→ **PROVIDED TEXT**
March 2018: The Whole Wide Wein-World at Pro-Wein

The coldest day in 50 years, some one said.  March declared itself with a bitterly cold blast of the Best from East all over Europe, and even here, we had a few snowflakes and sub-zero temperatures.  Then by Day-2 all was forgiven: a touch of spring in the air again, and  the mountains smiling down at us from the horizon under a startling blue and benign sky.

Thursday March 1

IMG_37306138 hectares, to which we can claim possession of only 30 – that is one-two-hundred-and-fifth calls itself Rives-Blanques – has been identified as an “exceptional” place with “remarkable biodiversity” thanks to its mosaic of  agricultural lands woven into swathes of woodland, meadows and prairie land.  It is not us saying that, it is a European directive called Nature 2000.   This makes us an deal home for bats: six species of them, including the Little Rhinolophe, the big Rhinolophe and … the medium-sized Rhinolophe.  I never knew that a bat eats the equivalent of its entire weight in a single night: that translates into 2000 insects, not bad going for a single sitting.  No wonder we hardly ever have mosquitos here.  Speaking of which, it is an environment also much loved by the Lucanus Servus, an ugly and menacing-looking coleopter, the biggest in Europe with big snapping snappers all the better to snap you with.  And orchids too, we have orchids a-plenty.  The lady sitting at our desk who is the administrator of Nature 2000 promises us that we can find at least five species in under an hour if we look properly in April or May.  Having once been put to shame by a Dutch wine writer who pounced triumphantly on a wild orchid within seconds of getting out of the car at the chardonnay Odyssée field, we are prepared to one-fifth believe her, at the very least.

→ **INSTRUCTIONS**
A. Could you give the Pro-Wein post again from "The coldest day" through "and benign sky.", changing "snowflakes" to "hailstones"?
B. Can you rewrite the paragraph of the Pro-Wein post that begins "The coldest day in 50 years" more briefly, keeping its main facts?
C. How would you say this sentence from the Pro-Wein post in Spanish: "I never knew that a bat eats the equivalent of its entire weight in a single night: that translates into 2000 insects, not bad going for a single sitting."

→ **ENTRIES SHOWN**
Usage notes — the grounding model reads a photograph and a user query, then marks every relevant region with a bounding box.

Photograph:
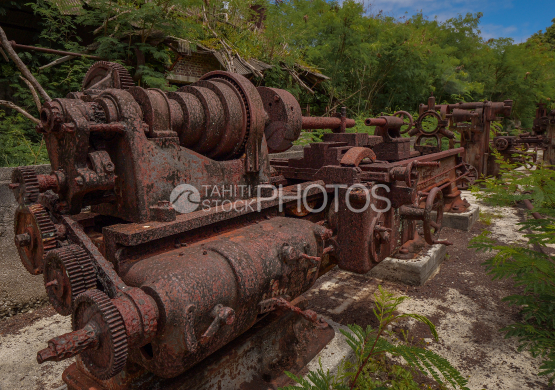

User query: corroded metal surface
[12,61,468,389]
[420,96,513,177]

→ **ANSWER SECTION**
A.
The coldest day in 50 years, some one said.  March declared itself with a bitterly cold blast of the Best from East all over Europe, and even here, we had a few hailstones and sub-zero temperatures.  Then by Day-2 all was forgiven: a touch of spring in the air again, and  the mountains smiling down at us from the horizon under a startling blue and benign sky.

B. Someone called it the coldest day in 50 years. March arrived with a bitterly cold blast across Europe, and even here there were a few snowflakes and sub-zero temperatures. By Day-2 a touch of spring was back in the air, and the mountains smiled down from the horizon under a startling blue, benign sky.

C. Nunca supe que un murciélago come el equivalente a todo su peso en una sola noche: eso se traduce en 2000 insectos, nada mal para una sola sentada.